§ **TEXT BLOCK**:
Content starts

Not to diminish the painted ponies of The Wizard of Oz, but Steve Mann’s hydraulophones are horses of a different color. These watershapes come in all sorts of shapes and sizes, from landmark centerpieces that have the sculptural grandeur of pipe organs all the way down to water-flutes that resemble brightly colored tadpoles.
What’s most remarkable about these devices isn’t just their structural and artistic variety or the ways they look as visual art: It’s the sounds they make. At first, the natural comparison is to a pipe organ, but as you listen, a variety of shadings and other sonic reverberations emerge, slip and slide around you.
What’s more, hydraulophones invite people to insert their fingers into the jetting water to shape the sound and squeeze out the shape of each note, and a variety of sonic textures are possible depending upon how the flow is manipulated. With practice, participants can sculpt an array of purely aquatic sounds as well as what sounds like an entire orchestra of oboes, flutes and harmonicas.
The hydraulophone’s inventor, Steve Mann, has been playing with (and playing) these devices for about 20 years now, finding more and more ways to put them in places where people can see, hear and become personally involved with them. We caught up with him early in December 2007 as he was rehearsing for a formal holiday concert at which his instrument of choice was to have a starring role.
WaterShapes: How did you start down this path of creating musical instruments that use water to create sound?
Steve Mann: I began by wanting to challenge the conceptual boundary between work and play.
A big part of the idea behind the hydraulophone is the notion of what I call the “urban beach,” a place where aquatic sculptures invite people not only to look at them as objects, but also become engaged with them as active parts of the environment. It’s a place where people can play in the water with either their fingers or their whole bodies.
The great thing about a hydraulophone is that it injects this note of playfulness and alters one’s perception of a space in subtle ways – maybe even subversive ways. It works because a hydraulophone can be a majestic architectural centerpiece at the same time it brings aquatic play into the picture. In effect, it breaks down the separation between parks and beaches and serious places where people don’t typically think of fun and play.
Business parks or university campuses, for example, can be very serious architectural environments: What a hydraulophone does is inject a playful element into the setting in a way that enhances the scene rather than contradicting it the way an ordinary play feature would.
WS: So the concept of ‘play’ is extremely important?

Content ends

§ **WORK REQUEST A**:
According to the hydraulophone interview, when did WaterShapes catch up with Steve Mann?
§ **WORK REQUEST B**:
Decide whether each statement agrees with the hydraulophone interview. Back each yes or no with the deciding words from the text in quotation marks. (i) Steve Mann has been playing with these devices for about 20 years. (ii) Mann began by wanting to build a cheaper pipe organ. (iii) Hydraulophones invite people to put their fingers into the jetting water to shape the sound.
§ **WORK REQUEST C**:
Copy the hydraulophone interview from "Not to diminish" to "brightly colored tadpoles.", switching "tadpoles" for "frogs".

§ **EXCERPTED DATA**:
Content starts

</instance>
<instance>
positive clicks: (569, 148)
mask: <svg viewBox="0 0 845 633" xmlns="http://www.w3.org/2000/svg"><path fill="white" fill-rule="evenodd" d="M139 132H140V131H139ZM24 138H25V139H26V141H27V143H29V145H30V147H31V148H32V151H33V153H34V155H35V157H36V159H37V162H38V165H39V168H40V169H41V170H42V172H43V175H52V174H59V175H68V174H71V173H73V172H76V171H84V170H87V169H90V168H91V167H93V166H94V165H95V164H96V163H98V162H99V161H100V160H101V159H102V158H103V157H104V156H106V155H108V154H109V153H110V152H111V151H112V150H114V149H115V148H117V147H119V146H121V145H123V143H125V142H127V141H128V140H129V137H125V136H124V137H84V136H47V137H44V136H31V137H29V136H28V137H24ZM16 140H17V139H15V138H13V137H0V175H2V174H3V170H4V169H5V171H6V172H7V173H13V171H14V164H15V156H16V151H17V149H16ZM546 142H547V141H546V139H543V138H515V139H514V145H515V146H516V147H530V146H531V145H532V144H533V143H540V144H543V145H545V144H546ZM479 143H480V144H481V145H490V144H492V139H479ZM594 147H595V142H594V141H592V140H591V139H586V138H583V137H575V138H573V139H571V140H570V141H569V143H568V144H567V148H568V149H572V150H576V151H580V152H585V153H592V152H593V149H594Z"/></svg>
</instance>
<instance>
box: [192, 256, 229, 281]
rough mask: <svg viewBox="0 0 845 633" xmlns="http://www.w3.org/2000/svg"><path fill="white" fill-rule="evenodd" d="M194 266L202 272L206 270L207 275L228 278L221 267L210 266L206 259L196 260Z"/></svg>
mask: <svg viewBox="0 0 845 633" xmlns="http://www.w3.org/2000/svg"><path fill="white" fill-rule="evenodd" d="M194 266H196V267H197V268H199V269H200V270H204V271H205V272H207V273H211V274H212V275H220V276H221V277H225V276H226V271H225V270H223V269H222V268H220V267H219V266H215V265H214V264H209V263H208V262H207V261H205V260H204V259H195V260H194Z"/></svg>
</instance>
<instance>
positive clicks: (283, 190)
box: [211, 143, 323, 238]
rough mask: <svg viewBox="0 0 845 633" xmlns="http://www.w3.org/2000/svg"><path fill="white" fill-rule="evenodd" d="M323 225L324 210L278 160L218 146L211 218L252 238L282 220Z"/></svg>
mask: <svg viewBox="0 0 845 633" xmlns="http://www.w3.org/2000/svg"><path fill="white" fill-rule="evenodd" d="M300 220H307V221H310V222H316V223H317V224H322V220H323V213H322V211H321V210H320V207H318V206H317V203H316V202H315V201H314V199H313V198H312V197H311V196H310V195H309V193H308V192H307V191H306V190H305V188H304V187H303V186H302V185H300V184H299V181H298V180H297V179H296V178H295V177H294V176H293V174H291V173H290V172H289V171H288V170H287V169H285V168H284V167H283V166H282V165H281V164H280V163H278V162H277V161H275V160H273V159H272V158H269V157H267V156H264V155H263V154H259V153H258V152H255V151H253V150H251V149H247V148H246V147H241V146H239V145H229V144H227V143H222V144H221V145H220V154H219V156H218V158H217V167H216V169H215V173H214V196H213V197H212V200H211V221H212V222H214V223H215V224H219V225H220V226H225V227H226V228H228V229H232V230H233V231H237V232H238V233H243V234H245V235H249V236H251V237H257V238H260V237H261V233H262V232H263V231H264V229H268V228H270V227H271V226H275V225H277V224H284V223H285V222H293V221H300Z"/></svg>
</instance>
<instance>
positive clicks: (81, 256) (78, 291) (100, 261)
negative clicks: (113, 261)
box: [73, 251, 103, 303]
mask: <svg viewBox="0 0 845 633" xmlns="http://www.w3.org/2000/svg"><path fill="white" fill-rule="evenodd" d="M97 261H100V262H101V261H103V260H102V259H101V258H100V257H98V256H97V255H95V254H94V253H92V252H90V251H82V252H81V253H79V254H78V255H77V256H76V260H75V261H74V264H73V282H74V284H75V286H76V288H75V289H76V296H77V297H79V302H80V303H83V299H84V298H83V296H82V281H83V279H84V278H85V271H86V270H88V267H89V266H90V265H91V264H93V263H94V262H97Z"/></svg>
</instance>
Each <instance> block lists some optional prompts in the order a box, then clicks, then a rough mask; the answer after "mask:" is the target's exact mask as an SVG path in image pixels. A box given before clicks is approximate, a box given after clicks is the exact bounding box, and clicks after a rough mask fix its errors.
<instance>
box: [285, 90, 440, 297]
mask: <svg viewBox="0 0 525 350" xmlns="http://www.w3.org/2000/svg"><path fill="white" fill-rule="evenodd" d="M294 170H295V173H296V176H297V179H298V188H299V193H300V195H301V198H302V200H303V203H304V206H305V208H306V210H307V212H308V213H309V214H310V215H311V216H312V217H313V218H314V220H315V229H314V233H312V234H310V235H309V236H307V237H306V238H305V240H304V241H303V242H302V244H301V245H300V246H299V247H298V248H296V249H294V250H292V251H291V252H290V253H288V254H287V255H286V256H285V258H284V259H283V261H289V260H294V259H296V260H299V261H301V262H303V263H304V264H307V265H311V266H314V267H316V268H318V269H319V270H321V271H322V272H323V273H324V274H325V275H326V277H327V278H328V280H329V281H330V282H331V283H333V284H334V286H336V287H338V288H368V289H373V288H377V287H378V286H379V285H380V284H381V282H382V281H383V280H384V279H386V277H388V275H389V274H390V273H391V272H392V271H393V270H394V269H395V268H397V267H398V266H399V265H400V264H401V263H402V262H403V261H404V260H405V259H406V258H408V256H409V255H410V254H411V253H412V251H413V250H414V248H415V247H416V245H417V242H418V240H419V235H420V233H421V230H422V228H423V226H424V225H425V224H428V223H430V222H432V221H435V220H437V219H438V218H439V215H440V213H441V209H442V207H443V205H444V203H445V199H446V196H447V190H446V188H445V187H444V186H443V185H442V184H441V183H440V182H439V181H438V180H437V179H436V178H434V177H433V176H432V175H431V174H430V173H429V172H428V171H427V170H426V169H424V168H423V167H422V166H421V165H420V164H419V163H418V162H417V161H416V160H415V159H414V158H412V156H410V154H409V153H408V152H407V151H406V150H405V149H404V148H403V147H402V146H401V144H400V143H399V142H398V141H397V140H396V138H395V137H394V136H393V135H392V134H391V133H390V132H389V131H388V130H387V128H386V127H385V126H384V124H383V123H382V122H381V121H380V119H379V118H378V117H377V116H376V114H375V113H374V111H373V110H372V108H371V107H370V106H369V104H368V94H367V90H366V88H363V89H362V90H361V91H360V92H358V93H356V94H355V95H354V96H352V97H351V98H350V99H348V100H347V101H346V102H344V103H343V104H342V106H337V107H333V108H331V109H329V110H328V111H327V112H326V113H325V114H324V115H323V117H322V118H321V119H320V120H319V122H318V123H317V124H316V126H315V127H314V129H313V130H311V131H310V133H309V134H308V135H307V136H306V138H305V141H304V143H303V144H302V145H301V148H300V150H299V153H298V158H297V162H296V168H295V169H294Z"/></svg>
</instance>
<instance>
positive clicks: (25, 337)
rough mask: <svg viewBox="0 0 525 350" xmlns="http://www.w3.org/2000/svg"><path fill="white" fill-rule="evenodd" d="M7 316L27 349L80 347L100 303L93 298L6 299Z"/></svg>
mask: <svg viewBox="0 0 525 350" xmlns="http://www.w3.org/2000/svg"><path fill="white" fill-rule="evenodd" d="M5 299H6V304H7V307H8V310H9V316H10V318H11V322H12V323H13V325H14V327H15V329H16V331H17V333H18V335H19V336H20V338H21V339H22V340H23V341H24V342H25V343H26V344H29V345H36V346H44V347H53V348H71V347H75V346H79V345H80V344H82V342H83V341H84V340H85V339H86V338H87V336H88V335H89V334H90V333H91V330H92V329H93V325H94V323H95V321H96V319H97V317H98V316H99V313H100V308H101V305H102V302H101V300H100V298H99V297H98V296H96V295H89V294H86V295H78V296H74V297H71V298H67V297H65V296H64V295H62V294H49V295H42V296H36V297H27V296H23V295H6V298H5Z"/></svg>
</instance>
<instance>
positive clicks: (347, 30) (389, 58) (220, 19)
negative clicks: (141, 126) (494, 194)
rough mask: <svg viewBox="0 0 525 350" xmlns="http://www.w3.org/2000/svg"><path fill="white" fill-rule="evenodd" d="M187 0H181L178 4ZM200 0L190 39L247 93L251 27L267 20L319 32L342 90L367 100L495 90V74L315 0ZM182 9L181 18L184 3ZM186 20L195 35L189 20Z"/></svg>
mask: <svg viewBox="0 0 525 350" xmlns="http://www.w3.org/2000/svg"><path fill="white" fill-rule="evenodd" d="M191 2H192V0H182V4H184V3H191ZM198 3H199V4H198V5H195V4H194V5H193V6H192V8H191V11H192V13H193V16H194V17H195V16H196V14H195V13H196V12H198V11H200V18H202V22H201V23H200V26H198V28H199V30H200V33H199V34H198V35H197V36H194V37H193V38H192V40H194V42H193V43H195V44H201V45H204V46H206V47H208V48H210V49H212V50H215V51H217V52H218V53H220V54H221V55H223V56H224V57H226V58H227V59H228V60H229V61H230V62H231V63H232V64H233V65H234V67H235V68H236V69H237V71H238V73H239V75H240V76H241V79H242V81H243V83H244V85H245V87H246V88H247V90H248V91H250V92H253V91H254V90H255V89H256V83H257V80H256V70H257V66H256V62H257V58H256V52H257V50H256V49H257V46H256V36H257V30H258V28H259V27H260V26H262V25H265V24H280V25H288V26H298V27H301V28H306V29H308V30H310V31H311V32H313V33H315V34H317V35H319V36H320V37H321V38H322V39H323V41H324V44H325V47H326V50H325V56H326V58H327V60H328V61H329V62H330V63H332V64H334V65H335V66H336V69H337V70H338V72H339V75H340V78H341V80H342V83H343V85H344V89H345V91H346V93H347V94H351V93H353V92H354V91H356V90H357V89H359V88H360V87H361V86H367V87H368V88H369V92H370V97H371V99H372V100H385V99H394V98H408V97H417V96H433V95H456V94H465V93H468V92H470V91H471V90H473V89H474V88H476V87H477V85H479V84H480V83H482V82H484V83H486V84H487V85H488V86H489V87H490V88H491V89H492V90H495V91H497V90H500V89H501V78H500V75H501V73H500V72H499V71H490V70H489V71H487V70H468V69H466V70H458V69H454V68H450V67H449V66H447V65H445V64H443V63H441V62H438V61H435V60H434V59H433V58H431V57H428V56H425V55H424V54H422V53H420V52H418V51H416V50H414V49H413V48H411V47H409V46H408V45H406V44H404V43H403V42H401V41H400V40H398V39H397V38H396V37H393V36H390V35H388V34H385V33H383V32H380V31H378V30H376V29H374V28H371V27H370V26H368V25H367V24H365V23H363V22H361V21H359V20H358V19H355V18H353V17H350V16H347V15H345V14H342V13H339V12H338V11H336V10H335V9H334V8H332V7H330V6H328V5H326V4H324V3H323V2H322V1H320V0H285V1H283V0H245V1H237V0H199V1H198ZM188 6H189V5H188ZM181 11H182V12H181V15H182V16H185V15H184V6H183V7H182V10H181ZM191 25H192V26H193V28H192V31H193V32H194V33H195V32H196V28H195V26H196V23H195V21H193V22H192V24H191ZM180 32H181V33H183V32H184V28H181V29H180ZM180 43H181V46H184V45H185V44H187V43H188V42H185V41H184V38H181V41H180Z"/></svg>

Content ends

§ **FINAL ANSWER A**:
Early in December 2007.

§ **FINAL ANSWER B**:
(i) Yes: "has been playing with (and playing) these devices for about 20 years now"
(ii) No: "I began by wanting to challenge the conceptual boundary between work and play."
(iii) Yes: "hydraulophones invite people to insert their fingers into the jetting water to shape the sound"

§ **FINAL ANSWER C**:
Not to diminish the painted ponies of The Wizard of Oz, but Steve Mann’s hydraulophones are horses of a different color. These watershapes come in all sorts of shapes and sizes, from landmark centerpieces that have the sculptural grandeur of pipe organs all the way down to water-flutes that resemble brightly colored frogs.